EXTRACT PROVIDED:
Unread postby capnnerefir » Fri Sep 29, 2017 8:00 pm

Zhang Yang's journey was a circuitous one.

In 188, Ding Yuan sent him to the Han court, where he became a staff officer to Jian Shi, commander of the Western Garden Army. Afrer Jian Shi's death in 189, Zhang Yang became one of He JIn's officers and was sent out to recruit soldiers in Bing. Zhang Yang did return to Bing, but instead of recruiting men for He Jin, he led the recruits in campaigns against the bandits in Shangdang. When Dong Zhuo seized power at the end of September, Zhang Yang tried to take over Shangdang commandery. He was defeated by the local administrator, but he still had a substantial army and plundered the surrounding commanderies.

In 190, Yuan Shao established himself in Henei, which was next to Shangdang. Zhang Yang joined him there, along with the exiled Chanyu Yufuluo. In 191, however, Yufuluo turned against Yuan Shao after Yuan Shao seized Ji province. He forced Zhang Yang to revolt with him and the two marched on Ye. They were defeated by Qu Yi and fell back to Liyang, which they seized from Yuan Shao's subordinate Geng Zhi. This bought them some room, and both men rebuilt their armies.

RECORDED INFORMATION:
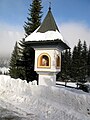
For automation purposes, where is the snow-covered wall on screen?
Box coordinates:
[0,75,90,120]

EXERCISE INSTRUCTIONS:
(A) Translate this sentence from the post about Zhang Yang into Spanish: "This bought them some room, and both men rebuilt their armies."
(B) Pick up the account of Zhang Yang's career after its last sentence and carry it forward.

ANSWER LIST:
(A) Esto les dio cierto margen, y ambos hombres reconstruyeron sus ejércitos.

(B)
At that point, Zhang Yang was a declared enemy of Yuan Shao (not entirely of his own doing). Dong Zhuo had been forced back to Chang'an earlier that year by Sun Jian, so he was trying to use diplomatic measures to restore his strength. In the west he allied with Han Sui and Ma Teng. In the east, he offered to make Zhang Yang the Administrator of Henei, since Yuan Shao was their shared enemy and he had just recently vacated the commandery. (Dong Zhuo's army consisting of so many of Ding Yuan's former troops probably played a role as well.) Zhang Yang accepted and made peace with Dong Zhuo. This allowed him to get out from under Yufuluo's thumb. He established himself at Yewang and remained their for the next few years.

So at the time of his appointment, Zhang Yang was in Liyang (Wei commandery, Ji province). He wasn't in Chang'an at that time. It wouldn't be unusual if he did visit (Yewang was within traveling distance of Chang'an after all) but Zhang Yang had been out of the capital for years when Dong Zhuo appointed him.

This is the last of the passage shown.